> _Görev 1_
Kadın kahramanın yolculuğunu anlatan metinde, kadının karşılaştığı ve erkeklerinkiler gibi doğrudan olmadığı belirtilen şeyleri sıralayınız.
> _Görev 2_
Kadın kahramanın yolculuğunu anlatan metni, son cümlesinden sonra sürdürünüz.

> _Metin_
Hepimiz birer kahramanız.
Ve bir kahramanın yolculuğu doğduğu anda başlar.
Ancak bir kadın kahramanın yolculuğu farklıdır.
Kadının karşılaştığı düşmanlar, engeller ve mücadeleler, erkeklerin karşılaştıkları gibi direk değildir. Atalarımızdan kalan miraslarla bilinçaltından gelir.
Dünya yavaş yavaş bu dişil varoluşa alışmaya başlıyor. Kadının kahramanlık yolculuğu her zaman annesi ile olan birlikteliği ile başlar. Kadınlık kalıplarını ve kadın olmanın ne manaya geldiğini öğrendiği annesiyle. Yolculuğu rahimden ayrılması ile hız kazanır ve doğum sürecine girer. Doğumdan itibaren de kadın, bir seri gelişim süreci yaşamaya başlar tıpkı bir rahimden diğerine geçiş gibi.
Gelin hep birlikte yaratım ve gelişimin temellerini oluşturan içsel yapımızı, rahime geliş anımızdan menopoza kadar uzanan bu yolculukla keşfedelim. Ve dönüşüp, her yaşam döngüsü ile bedenimizi, zihnimizi ve ruhumuzu nasıl iyileştireceğimizi öğrenelim, tecrübe edelim.

> _Sağlanan Kayıtlar_
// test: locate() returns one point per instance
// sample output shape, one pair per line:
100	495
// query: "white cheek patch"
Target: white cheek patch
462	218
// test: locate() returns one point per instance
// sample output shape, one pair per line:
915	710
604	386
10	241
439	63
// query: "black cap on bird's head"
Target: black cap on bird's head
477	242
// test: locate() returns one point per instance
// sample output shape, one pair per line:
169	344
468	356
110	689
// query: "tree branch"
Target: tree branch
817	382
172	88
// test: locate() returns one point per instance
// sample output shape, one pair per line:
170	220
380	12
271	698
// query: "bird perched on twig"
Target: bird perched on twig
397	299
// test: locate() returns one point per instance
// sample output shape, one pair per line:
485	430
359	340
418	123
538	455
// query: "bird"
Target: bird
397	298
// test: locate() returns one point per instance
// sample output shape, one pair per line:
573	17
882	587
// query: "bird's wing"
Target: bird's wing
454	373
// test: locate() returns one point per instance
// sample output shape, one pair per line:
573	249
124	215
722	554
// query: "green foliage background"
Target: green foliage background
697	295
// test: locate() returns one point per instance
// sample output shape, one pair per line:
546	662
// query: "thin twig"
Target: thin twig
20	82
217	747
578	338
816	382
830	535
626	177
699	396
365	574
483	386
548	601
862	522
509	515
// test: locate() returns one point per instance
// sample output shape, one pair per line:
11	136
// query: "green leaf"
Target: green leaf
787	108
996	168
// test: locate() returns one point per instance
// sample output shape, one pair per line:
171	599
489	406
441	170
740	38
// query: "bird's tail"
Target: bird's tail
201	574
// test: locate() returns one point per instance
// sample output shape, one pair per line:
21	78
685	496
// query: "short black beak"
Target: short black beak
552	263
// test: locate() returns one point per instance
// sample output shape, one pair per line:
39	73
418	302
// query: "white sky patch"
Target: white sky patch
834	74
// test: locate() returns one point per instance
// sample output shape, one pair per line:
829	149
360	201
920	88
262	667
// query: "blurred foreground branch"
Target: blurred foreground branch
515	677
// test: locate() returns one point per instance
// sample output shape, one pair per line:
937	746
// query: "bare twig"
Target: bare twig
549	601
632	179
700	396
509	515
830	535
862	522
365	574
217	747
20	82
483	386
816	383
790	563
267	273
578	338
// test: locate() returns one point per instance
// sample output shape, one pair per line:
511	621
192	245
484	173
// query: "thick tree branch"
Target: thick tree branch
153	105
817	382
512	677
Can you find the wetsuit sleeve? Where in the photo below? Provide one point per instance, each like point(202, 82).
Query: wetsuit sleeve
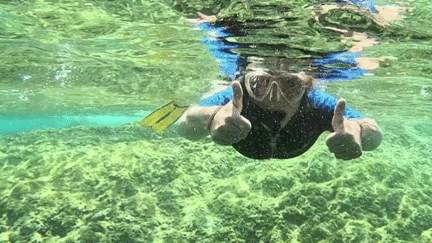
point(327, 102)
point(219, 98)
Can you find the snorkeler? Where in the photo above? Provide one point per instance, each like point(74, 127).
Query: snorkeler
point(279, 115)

--

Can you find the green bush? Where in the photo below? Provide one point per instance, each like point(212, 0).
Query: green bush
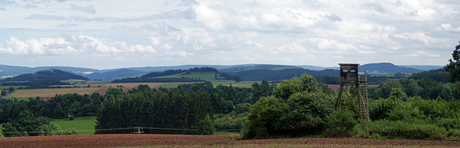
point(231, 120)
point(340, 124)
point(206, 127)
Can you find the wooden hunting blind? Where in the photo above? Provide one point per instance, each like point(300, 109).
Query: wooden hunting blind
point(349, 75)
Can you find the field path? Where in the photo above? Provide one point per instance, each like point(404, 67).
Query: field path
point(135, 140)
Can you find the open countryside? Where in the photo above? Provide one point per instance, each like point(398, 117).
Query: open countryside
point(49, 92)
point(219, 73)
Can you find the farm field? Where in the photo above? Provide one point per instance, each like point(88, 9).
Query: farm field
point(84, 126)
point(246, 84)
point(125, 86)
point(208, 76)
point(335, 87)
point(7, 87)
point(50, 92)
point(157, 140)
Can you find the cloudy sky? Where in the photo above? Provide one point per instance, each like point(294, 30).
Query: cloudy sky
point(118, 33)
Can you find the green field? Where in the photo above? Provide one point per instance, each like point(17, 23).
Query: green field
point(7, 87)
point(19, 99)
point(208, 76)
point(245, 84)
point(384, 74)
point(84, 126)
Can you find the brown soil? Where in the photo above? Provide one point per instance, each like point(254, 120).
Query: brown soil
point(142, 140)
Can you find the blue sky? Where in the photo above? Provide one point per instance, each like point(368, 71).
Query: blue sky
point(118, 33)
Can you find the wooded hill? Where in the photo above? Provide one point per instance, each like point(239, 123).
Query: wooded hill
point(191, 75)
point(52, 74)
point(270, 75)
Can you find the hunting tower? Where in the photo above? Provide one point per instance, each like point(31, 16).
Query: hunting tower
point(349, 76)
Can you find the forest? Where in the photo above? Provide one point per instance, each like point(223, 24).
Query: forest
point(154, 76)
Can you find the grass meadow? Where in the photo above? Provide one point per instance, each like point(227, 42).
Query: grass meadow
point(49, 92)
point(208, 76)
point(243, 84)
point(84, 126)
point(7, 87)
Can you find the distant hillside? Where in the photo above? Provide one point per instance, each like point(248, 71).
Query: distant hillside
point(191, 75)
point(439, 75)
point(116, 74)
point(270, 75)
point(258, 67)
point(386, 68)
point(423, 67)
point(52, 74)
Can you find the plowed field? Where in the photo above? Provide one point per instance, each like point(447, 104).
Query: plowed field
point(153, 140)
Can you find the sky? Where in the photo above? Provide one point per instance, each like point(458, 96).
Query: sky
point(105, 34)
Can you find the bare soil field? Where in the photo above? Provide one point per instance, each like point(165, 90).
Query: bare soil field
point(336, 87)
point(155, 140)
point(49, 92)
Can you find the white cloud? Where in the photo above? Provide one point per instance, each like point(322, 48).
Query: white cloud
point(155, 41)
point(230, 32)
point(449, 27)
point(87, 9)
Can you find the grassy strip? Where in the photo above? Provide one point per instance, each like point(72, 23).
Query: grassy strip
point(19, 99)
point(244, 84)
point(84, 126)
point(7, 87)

> _Görev Yanıtı 1_
Düşmanlar, engeller, mücadeleler

> _Görev Yanıtı 2_
Bilinmesi Gerekenler
- Menstrüasyon döngüsü dünyevi olan en temel döngüdür.
- Kanımız, dişil arketip ile bağımızdır.
- Doğanın makro-kozmik döngüsü, ay üzerinden bildiğimiz yükseliş ve alçalış, suların medceziri, mevsimlerin değişimi dişil beden üzerinde yaşanan regl döngüsü üzerinden yansır.
- Yumurtanın aylık olgunlaşması ve akabinde gelen hamilelik yada regl kanının salınımı, yalnızca doğada oluşan yaratım sürecini yansıtmakla kalmaz, insanoğlunun yoğun çabasını da gösterir.
- Birçok kültürde, menüstrasyon döngüsü kutsal olarak görülür.
- Doğanın ritimlerinden koptuğumuz modern toplumlarda dahi yumurtlama/ovülasyon döngüsü aydan etkilenir. Araştırmalar, dolunay zamanı veya bir gün öncesinde yumurtlama ve gebe kalma oranlarının tavan yaptığını gösteriyor. Yeni Ay zamanı ovülasyon ve gebelik oranlarının düştüğü ve artan oranda kadının regl kanamasına başladığı kaydediliyor.
- Bilimsel araştırmalar Ay’ın sıvıların akışını yönettiğini (okyanus ve bedensel sıvılar), rüyaları ve bilinçaltını etkilediğini kanıtlıyor.1
- Menstrüasyon döngüsünün zamanı, üreme döngüsü ve doğum anı da yine ay’ın domine ettiği okyanus akımlarını takip eder.
- Gün ışığı, ay ve gelgitler gibi çevresel işaretlerin kadın menüstrasyon döngüsü ve doğurganlık üzerinde etken olduğu raporlarla kanıtlanıyor.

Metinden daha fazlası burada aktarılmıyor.